[Items from a dataset]
--------------------------------
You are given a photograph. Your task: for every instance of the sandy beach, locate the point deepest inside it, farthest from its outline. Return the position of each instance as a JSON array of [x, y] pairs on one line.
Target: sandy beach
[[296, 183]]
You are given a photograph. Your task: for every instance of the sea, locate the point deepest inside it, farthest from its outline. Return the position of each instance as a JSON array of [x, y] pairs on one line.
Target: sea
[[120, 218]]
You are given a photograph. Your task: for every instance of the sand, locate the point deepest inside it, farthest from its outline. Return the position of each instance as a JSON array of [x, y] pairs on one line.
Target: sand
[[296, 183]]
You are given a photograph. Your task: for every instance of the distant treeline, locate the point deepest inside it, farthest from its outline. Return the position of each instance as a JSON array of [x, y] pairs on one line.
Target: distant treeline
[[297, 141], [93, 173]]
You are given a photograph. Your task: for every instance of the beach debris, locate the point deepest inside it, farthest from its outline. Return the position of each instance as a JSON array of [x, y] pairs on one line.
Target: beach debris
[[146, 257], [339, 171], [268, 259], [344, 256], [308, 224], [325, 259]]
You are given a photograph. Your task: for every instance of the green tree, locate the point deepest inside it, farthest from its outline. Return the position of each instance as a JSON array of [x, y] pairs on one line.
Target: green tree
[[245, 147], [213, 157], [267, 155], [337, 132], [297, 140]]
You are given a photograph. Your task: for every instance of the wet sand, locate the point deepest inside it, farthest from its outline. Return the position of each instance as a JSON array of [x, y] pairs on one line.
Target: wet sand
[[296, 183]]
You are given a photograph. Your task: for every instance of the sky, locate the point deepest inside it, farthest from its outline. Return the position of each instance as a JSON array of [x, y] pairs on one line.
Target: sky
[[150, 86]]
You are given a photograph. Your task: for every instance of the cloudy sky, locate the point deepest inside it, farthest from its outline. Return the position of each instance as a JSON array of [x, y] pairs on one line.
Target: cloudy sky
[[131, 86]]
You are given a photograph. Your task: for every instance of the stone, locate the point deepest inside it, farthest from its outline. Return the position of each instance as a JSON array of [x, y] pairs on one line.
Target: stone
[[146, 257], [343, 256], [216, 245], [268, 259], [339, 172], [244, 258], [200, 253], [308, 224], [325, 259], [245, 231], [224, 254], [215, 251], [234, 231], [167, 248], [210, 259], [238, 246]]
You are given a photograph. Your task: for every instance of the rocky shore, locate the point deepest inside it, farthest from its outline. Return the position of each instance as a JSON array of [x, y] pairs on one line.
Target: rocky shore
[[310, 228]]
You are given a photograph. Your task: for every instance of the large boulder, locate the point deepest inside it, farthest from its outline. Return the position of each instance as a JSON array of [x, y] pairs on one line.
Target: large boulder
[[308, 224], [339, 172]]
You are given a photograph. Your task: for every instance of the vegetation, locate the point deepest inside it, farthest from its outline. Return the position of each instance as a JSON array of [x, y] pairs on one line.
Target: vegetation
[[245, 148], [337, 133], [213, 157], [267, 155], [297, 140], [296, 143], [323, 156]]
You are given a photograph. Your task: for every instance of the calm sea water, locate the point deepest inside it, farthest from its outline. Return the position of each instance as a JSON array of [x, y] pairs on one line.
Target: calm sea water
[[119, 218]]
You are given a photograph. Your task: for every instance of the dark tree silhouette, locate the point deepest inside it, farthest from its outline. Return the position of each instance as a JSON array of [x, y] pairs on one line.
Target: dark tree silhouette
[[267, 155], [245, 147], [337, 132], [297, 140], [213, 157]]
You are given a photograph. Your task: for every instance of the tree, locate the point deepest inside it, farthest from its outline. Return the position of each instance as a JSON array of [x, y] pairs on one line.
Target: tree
--------------------------------
REQUIREMENT
With nothing left out, copy every record exactly.

RESPONSE
You are given a photograph. Your task: for every instance of the sandy beach, locate the point deepest inside it, farthest from its outline. Return the position of each instance as a JSON array of [x, y] pairs on one line.
Target: sandy beach
[[296, 183]]
You are given a photograph. Your task: for every instance of the sea, locate the point deepest inside it, farthest from its outline. Return the position of each instance as a JSON array of [x, y] pairs on one line.
Target: sea
[[120, 218]]
You are given a photograph. Your task: for every instance of the sand, locate the point deepest inside it, farthest from its outline. Return the position of each instance as a JSON array of [x, y] pairs on one line.
Target: sand
[[296, 183]]
You are given a photograph. Your task: for every instance of the distant treeline, locate the point deepest inside it, farthest from its outline. Return the position of each instance as a JSON array of [x, y] pairs on one line.
Target: distant treeline
[[297, 141], [93, 173]]
You are given a photograph. Your task: for every instance of the beach debris, locate the point deepest inside it, farthest from its outline. Return the position of each instance as a JSON array of [x, y] pairs on one line.
Target: beach debris
[[146, 257], [339, 171], [268, 259], [344, 256], [308, 224], [325, 259]]
You are given a photograph. Your task: for every instance of the green tree, locate the point deepest inside it, farthest from its outline. Return the position of each instance as a JSON array of [x, y] pairs on one line.
Target: green tree
[[245, 147], [213, 157], [267, 155], [337, 132], [297, 140]]
You are given a photograph. Your task: for every instance of the wet sand, locate the point deepest inside it, farthest from its outline. Return the position of each instance as a JSON array of [x, y] pairs on one line.
Target: wet sand
[[296, 183]]
You are given a photograph. Your task: for every instance of the sky, locate the point deepest inside it, farthest from its outline. Return the position of each instance as a JSON array of [x, y] pairs on one line.
Target: sky
[[150, 86]]
You are given a photograph. Your task: for every instance of the cloudy sky, locate the point deepest inside it, farthest from its outline. Return the position of each instance as a JSON array of [x, y] pairs on one line.
Target: cloudy sky
[[131, 86]]
You are given a photograph. Your task: for every instance of the stone, locate the point deepest inside it, farthest from its outline. Return the position of each instance as a JSON array of [x, y] pairs on one line.
Target: stone
[[146, 257], [343, 256], [216, 245], [268, 259], [339, 172], [244, 258], [200, 253], [308, 224], [325, 259], [245, 231], [224, 254], [215, 251], [234, 231], [167, 248], [210, 259], [238, 246]]
You are given a photograph. Your task: for every instance of the rocky shore, locate the point deepest inside it, farthest from its outline. Return the position of each instance as a JSON array of [x, y] pairs on one line.
Target: rocky shore
[[310, 228]]
You are given a photograph. Your task: for every instance of the large boulder, locate the point deepest inside it, farthest from its outline. Return the position of each instance as a JSON array of [x, y] pairs on one line.
Target: large boulder
[[308, 224], [339, 172]]
You are given a photograph. Your task: for every instance of the vegetation, locate the point deepest inside it, farthest from its outline. Return the position of each instance as a JSON array of [x, y] pairs on one line.
Target: vegetation
[[245, 148], [337, 133], [213, 157], [267, 155], [297, 140], [296, 143], [323, 156]]
You are given a photograph. Your task: for every instance of the calm sea water, locate the point deepest inside it, farthest from its outline. Return the position of each instance as a JSON array of [x, y] pairs on one line.
Target: calm sea water
[[119, 218]]
You are given a photograph. Your task: for every instance of the dark tree silhouette, locate the point deepest inside it, farthest from its outline. Return the position of each instance as a JSON array of [x, y] pairs on one line.
Target: dark tree silhouette
[[267, 155], [245, 147], [337, 132], [297, 140], [213, 157]]
You are given a photograph. Your task: for every instance of the tree, locate the point deepest inside it, farthest from its outline. Return the position of each instance as a JSON array of [x, y] pairs on one line.
Target: tree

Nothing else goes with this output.